*DIRECTIONS FOR THIS TASK:*
Only the lines from the one containing "of the boulder" to the end of the entries should be written out, each exactly as it stands, both ends included.

----------

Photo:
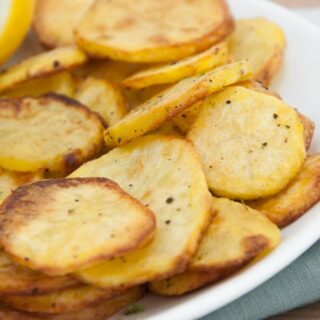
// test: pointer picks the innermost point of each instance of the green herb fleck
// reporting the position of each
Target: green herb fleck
(133, 309)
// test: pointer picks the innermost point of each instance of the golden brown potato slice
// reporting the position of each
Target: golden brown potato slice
(41, 65)
(61, 83)
(165, 174)
(10, 180)
(260, 41)
(250, 143)
(67, 300)
(161, 108)
(18, 280)
(151, 31)
(308, 129)
(54, 24)
(49, 225)
(297, 198)
(51, 132)
(235, 237)
(177, 70)
(100, 96)
(100, 311)
(185, 119)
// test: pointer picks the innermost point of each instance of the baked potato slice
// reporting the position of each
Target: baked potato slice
(152, 31)
(173, 72)
(10, 180)
(165, 174)
(18, 280)
(298, 197)
(60, 83)
(161, 108)
(100, 311)
(67, 300)
(41, 65)
(51, 132)
(49, 225)
(54, 24)
(262, 42)
(250, 143)
(235, 237)
(101, 97)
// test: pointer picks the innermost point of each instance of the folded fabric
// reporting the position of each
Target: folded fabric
(295, 286)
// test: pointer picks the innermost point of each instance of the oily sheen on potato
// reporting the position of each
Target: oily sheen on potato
(163, 107)
(101, 97)
(54, 24)
(18, 280)
(49, 225)
(250, 143)
(235, 237)
(165, 174)
(152, 31)
(99, 311)
(41, 65)
(63, 301)
(177, 70)
(51, 132)
(260, 41)
(298, 197)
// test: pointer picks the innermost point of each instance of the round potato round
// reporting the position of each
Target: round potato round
(150, 31)
(50, 132)
(41, 65)
(61, 225)
(165, 174)
(235, 237)
(260, 41)
(18, 280)
(250, 143)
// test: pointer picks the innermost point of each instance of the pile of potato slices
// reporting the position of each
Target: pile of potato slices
(142, 151)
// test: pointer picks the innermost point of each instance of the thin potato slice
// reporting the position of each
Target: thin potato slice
(100, 311)
(250, 143)
(161, 108)
(308, 129)
(152, 31)
(297, 198)
(11, 180)
(54, 24)
(235, 237)
(260, 41)
(100, 96)
(49, 225)
(61, 83)
(175, 71)
(50, 132)
(41, 65)
(185, 119)
(165, 174)
(18, 280)
(64, 301)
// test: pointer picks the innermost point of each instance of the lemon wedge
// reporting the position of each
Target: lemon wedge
(15, 20)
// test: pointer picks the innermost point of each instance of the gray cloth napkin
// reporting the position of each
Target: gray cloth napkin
(295, 286)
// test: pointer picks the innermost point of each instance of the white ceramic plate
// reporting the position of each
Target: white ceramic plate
(298, 83)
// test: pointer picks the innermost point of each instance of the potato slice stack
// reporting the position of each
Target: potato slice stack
(168, 166)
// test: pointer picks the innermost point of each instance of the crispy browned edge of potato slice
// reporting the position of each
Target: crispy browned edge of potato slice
(15, 199)
(74, 159)
(101, 311)
(196, 279)
(31, 282)
(306, 203)
(189, 48)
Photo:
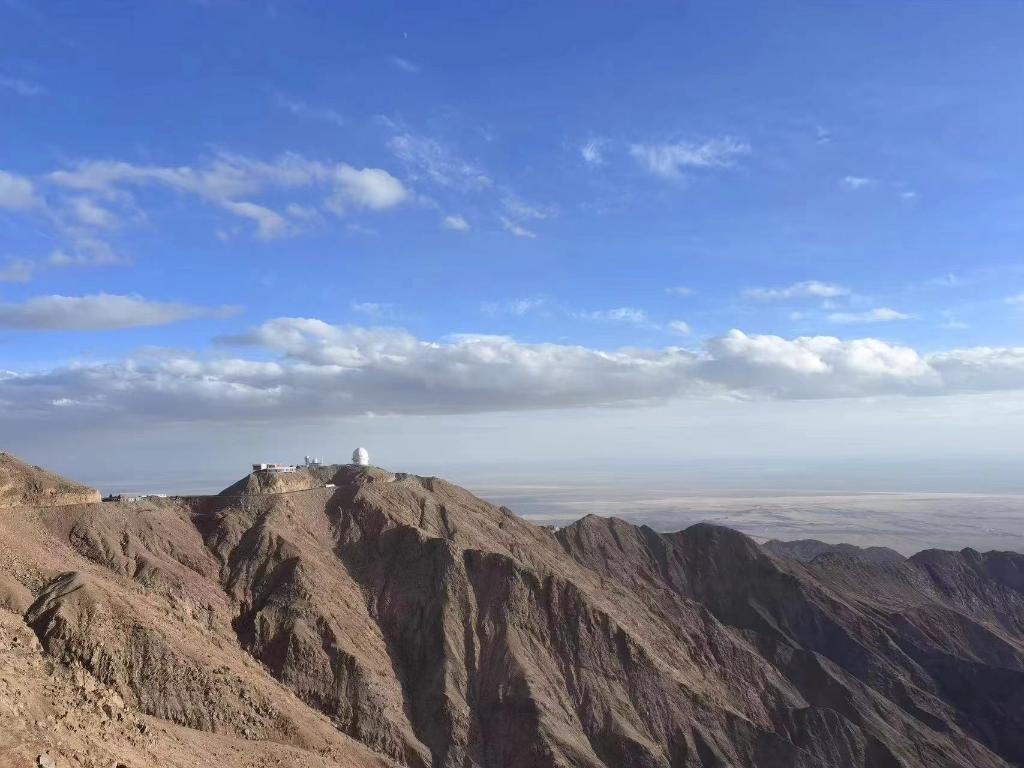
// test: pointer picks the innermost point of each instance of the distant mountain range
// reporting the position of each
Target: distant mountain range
(352, 616)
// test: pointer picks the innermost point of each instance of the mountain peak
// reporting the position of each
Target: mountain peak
(25, 484)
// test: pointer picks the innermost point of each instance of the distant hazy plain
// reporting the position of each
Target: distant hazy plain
(906, 522)
(908, 506)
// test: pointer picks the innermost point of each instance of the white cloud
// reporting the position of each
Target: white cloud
(456, 223)
(857, 182)
(302, 110)
(517, 307)
(269, 224)
(878, 314)
(86, 250)
(680, 327)
(403, 64)
(619, 314)
(592, 152)
(16, 193)
(679, 291)
(520, 209)
(87, 212)
(371, 308)
(516, 229)
(321, 370)
(669, 161)
(99, 311)
(804, 290)
(370, 187)
(16, 270)
(22, 87)
(232, 180)
(427, 159)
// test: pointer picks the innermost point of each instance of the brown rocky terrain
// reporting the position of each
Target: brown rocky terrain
(22, 484)
(399, 621)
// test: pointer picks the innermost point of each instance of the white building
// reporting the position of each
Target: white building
(273, 467)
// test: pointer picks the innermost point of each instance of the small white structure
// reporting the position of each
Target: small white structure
(264, 467)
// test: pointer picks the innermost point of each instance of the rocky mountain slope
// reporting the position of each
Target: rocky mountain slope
(23, 484)
(399, 621)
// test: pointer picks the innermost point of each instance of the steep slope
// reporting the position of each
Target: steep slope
(355, 616)
(805, 550)
(23, 484)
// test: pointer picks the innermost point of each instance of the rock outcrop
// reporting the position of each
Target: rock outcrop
(23, 484)
(357, 616)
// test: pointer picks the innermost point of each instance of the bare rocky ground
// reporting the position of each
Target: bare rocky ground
(394, 620)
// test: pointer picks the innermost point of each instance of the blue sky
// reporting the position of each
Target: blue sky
(229, 214)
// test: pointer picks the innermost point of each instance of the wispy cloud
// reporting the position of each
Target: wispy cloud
(857, 182)
(517, 307)
(90, 213)
(99, 311)
(269, 224)
(16, 193)
(680, 328)
(670, 160)
(303, 110)
(592, 152)
(22, 87)
(403, 65)
(619, 314)
(310, 367)
(372, 308)
(428, 159)
(456, 223)
(520, 209)
(16, 270)
(516, 229)
(879, 314)
(231, 180)
(803, 290)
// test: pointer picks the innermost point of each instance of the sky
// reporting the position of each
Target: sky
(513, 238)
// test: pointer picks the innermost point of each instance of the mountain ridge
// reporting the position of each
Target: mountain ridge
(398, 620)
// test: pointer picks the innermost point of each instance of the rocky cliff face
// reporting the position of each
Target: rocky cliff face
(22, 484)
(394, 620)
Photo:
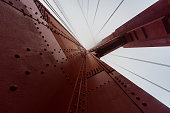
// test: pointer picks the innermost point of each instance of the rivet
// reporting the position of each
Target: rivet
(17, 56)
(28, 49)
(137, 98)
(42, 72)
(133, 93)
(27, 72)
(144, 104)
(13, 88)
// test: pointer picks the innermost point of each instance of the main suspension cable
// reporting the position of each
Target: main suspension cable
(110, 17)
(140, 76)
(142, 60)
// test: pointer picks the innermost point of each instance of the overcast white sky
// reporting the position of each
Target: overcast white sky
(129, 8)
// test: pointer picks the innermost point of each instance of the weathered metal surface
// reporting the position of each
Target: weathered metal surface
(44, 69)
(151, 28)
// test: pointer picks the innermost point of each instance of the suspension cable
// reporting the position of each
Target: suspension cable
(96, 11)
(86, 21)
(142, 60)
(48, 4)
(57, 3)
(110, 17)
(87, 8)
(140, 77)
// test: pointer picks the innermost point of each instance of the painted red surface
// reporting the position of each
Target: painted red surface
(44, 69)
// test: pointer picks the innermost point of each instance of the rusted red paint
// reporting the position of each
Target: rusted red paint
(44, 69)
(151, 28)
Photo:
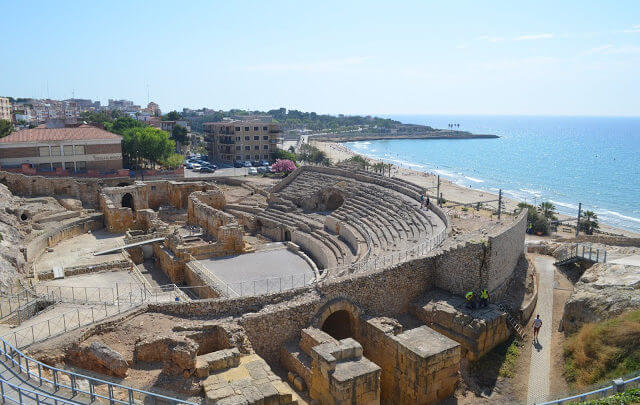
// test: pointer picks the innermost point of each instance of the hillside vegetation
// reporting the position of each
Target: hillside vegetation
(604, 350)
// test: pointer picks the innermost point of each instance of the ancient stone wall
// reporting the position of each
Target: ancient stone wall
(57, 235)
(506, 247)
(86, 190)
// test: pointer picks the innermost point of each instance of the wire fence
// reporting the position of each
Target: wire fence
(65, 322)
(52, 380)
(617, 386)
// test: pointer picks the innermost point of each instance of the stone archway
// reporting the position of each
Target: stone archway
(339, 318)
(339, 325)
(127, 201)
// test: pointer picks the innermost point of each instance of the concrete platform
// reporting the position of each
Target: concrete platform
(249, 272)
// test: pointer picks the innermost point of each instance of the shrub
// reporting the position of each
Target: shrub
(604, 350)
(284, 166)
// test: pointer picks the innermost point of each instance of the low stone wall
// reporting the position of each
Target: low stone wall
(86, 190)
(57, 235)
(116, 265)
(605, 240)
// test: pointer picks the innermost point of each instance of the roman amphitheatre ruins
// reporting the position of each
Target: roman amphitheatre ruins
(331, 285)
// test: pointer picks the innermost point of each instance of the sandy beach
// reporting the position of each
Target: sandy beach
(449, 190)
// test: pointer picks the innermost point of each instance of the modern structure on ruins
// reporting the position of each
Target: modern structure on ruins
(371, 312)
(75, 149)
(230, 141)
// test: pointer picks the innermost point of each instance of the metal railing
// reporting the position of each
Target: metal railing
(585, 251)
(65, 322)
(56, 378)
(617, 386)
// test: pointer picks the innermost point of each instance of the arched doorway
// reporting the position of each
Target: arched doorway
(339, 325)
(127, 201)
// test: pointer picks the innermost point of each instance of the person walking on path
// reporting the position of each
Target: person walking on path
(537, 324)
(484, 298)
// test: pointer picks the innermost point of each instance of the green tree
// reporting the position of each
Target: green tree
(143, 145)
(179, 134)
(122, 124)
(6, 127)
(548, 210)
(173, 161)
(172, 116)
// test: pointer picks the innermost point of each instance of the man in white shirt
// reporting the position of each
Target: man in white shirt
(537, 324)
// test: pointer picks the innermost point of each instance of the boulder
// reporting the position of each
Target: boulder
(603, 291)
(178, 353)
(106, 357)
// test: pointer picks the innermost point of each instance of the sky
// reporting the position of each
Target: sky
(350, 57)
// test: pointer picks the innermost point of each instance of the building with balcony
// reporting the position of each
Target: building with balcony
(76, 149)
(5, 109)
(230, 141)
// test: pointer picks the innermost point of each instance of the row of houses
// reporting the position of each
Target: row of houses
(87, 148)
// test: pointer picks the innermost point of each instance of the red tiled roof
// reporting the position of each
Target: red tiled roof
(81, 133)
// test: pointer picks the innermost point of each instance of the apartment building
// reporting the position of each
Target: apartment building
(5, 109)
(76, 149)
(229, 141)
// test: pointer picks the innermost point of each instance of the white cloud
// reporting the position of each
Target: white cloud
(489, 38)
(633, 29)
(610, 49)
(328, 65)
(533, 37)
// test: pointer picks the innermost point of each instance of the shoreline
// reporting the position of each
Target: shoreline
(450, 191)
(442, 134)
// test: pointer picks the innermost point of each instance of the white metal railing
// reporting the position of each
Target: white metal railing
(617, 386)
(55, 379)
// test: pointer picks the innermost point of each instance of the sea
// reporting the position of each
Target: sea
(565, 160)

----------

*RESULT BELOW:*
// test: pointer picks the innermost point of each instance of the boulder
// reporting the position of each
Target: boulder
(603, 291)
(178, 353)
(106, 357)
// test: pointer picks the innermost point of each instance of the sky
// reporting the position of each
Target: sky
(350, 57)
// test: pointer picks the innermost point of each instance of the building with balcony
// reporting the position of each
Target: building with balcony
(76, 149)
(5, 109)
(230, 141)
// test: pointer picks the innermost point of each instance of the row of houses
// reporting the position of each
Target: row of houses
(87, 148)
// test: pointer picks the innermost point of each instance of the red tiled roof
// reporting the position of each
Target: red tiled roof
(81, 133)
// test: pointer picks the innermost point of each instance of the apartment building
// reporting the position of each
Target: apartment building
(5, 109)
(76, 149)
(229, 141)
// test: pointer picks the innermost point of each instance of the white cloud
// reporting the position of each
Target: white cloud
(489, 38)
(633, 29)
(610, 49)
(328, 65)
(533, 37)
// test: pointer picks the innermost point of each instance of the shoreline
// reporting the position of each
Target: shoreline
(450, 191)
(442, 134)
// test: pointer picks the innermost point of each instance of the white metal railing
// reporting the position of each
Target: white metal railing
(617, 386)
(55, 379)
// test: pointer picks the innermost point of each instance of the sea
// reporting the position of each
Target: sea
(565, 160)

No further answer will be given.